▶ WHAT YOU WILL DO: Reproduce the items below word for word, leaving out the pictures.

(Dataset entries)
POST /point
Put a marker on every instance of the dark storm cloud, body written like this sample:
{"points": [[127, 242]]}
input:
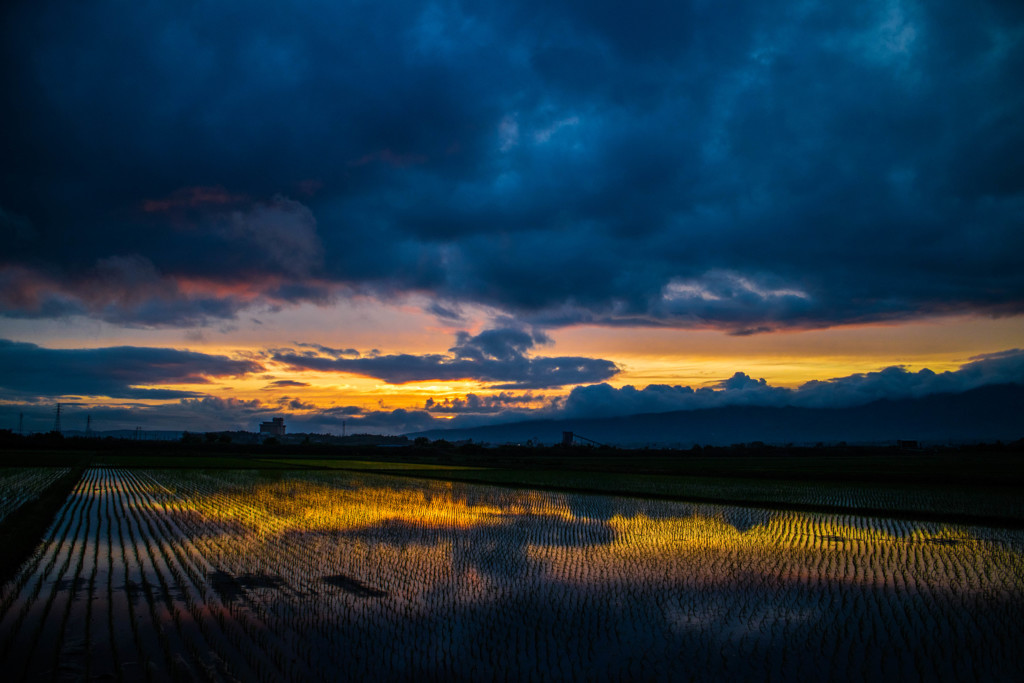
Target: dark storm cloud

▶ FULL ANSWER:
POST /point
Put a marker on every instance of the dark storm cloud, body written like this sample:
{"points": [[127, 242]]}
input:
Target: dark storm cloud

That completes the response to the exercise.